• **What you need to do**
Can you arrange these rows as a Markdown table with a "No." column numbering each line and a "Line" column holding its text, omitting blank lines?
#### Given entries ####
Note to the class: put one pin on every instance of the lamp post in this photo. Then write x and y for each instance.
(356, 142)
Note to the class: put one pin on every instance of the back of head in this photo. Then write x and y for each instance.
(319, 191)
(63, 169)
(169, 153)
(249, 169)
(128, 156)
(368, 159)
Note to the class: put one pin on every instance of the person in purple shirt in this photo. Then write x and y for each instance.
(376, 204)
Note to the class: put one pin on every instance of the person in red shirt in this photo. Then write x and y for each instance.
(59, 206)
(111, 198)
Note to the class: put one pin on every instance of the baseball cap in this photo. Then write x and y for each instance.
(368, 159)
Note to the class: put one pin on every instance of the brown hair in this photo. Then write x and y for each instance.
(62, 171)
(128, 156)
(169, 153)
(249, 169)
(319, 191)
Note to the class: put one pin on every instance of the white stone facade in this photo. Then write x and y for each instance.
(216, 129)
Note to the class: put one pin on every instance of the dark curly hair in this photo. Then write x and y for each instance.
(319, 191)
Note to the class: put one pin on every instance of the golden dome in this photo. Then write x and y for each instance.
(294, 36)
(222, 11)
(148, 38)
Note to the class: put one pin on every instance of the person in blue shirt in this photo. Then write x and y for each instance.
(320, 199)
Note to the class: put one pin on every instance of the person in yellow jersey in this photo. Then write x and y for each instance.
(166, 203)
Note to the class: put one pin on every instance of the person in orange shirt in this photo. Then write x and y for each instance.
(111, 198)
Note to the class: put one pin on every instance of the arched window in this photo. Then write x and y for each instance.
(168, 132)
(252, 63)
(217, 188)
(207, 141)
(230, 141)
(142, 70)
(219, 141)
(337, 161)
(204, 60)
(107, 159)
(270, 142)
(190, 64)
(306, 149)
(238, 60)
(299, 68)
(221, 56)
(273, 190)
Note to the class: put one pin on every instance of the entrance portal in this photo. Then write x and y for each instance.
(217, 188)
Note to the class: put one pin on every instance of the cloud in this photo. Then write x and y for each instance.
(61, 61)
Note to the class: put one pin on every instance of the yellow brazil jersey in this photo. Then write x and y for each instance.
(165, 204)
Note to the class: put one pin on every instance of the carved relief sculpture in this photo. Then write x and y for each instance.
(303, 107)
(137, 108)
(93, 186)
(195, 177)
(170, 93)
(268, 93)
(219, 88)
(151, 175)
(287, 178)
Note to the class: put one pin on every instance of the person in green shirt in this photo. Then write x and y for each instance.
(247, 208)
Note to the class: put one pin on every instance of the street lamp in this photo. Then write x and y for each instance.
####
• **Full solution**
| No. | Line |
|---|---|
| 1 | Note to the class: put one pin on every instance of the lamp post in this photo. Then write x and y for each instance. |
| 2 | (356, 142) |
| 3 | Note to the class: put one pin on every instance of the back of head in this photo. Then write x and y for each instance. |
| 4 | (319, 191) |
| 5 | (63, 169) |
| 6 | (169, 153) |
| 7 | (249, 169) |
| 8 | (128, 156) |
| 9 | (368, 159) |
| 10 | Note to the class: put one pin on every instance of the person in purple shirt in this photo. Then write x and y for each instance. |
| 11 | (376, 204) |
| 12 | Note to the class: put one pin on every instance of the person in red shirt in this photo. Then write x and y for each instance. |
| 13 | (59, 206) |
| 14 | (111, 198) |
| 15 | Note to the class: put one pin on every instance of the baseball cap in this photo. Then write x and y for each instance. |
| 16 | (368, 159) |
| 17 | Note to the class: put one pin on every instance of the brown hair in this photo. Then write x and y for each instance. |
| 18 | (62, 171) |
| 19 | (128, 156) |
| 20 | (169, 153) |
| 21 | (249, 169) |
| 22 | (319, 191) |
| 23 | Note to the class: put one pin on every instance of the white stone facade in this photo. Then write x and y for each instance. |
| 24 | (216, 129) |
| 25 | Note to the class: put one pin on every instance of the dark curly hair in this photo. Then write x and y for each instance. |
| 26 | (319, 191) |
| 27 | Note to the class: put one pin on every instance of the golden dome in this photo. Then write x and y for each instance. |
| 28 | (294, 36) |
| 29 | (222, 11) |
| 30 | (148, 38) |
| 31 | Note to the class: put one pin on every instance of the person in blue shirt in this photo. Then write x and y for each instance. |
| 32 | (320, 199) |
| 33 | Note to the class: put one pin on every instance of the person in yellow jersey in this photo. Then write x and y for each instance. |
| 34 | (166, 203) |
| 35 | Note to the class: put one pin on every instance of the person in orange shirt in this photo. Then write x and y for each instance. |
| 36 | (111, 198) |
| 37 | Note to the class: put one pin on every instance of the arched window in this photo. Then write x and y for each instance. |
| 38 | (168, 132) |
| 39 | (252, 63) |
| 40 | (217, 188) |
| 41 | (207, 141) |
| 42 | (230, 141) |
| 43 | (142, 70) |
| 44 | (219, 141) |
| 45 | (337, 161) |
| 46 | (204, 60) |
| 47 | (107, 159) |
| 48 | (270, 142) |
| 49 | (190, 64) |
| 50 | (306, 149) |
| 51 | (238, 60) |
| 52 | (299, 68) |
| 53 | (221, 56) |
| 54 | (273, 190) |
| 55 | Note to the class: put one pin on every instance of the entrance portal in this photo. Then write x and y for each instance. |
| 56 | (217, 188) |
| 57 | Note to the class: put one pin on every instance of the cloud in this photo. Then write x and y for each instance. |
| 58 | (61, 61) |
| 59 | Note to the class: put one pin on every instance of the yellow brazil jersey in this photo. Then write x and y for each instance. |
| 60 | (165, 204) |
| 61 | Note to the class: put one pin on every instance of the carved relief sculpture in this photo. Then write x and y for each instance. |
| 62 | (303, 107) |
| 63 | (137, 108) |
| 64 | (93, 186) |
| 65 | (195, 177) |
| 66 | (170, 93) |
| 67 | (268, 93) |
| 68 | (219, 88) |
| 69 | (151, 175) |
| 70 | (287, 178) |
| 71 | Note to the class: put one pin on every instance of the person in green shirt in this photo. Then write x and y for each instance. |
| 72 | (247, 208) |
| 73 | Note to the class: put one pin on every instance of the street lamp in this photo. Then write x and y for each instance. |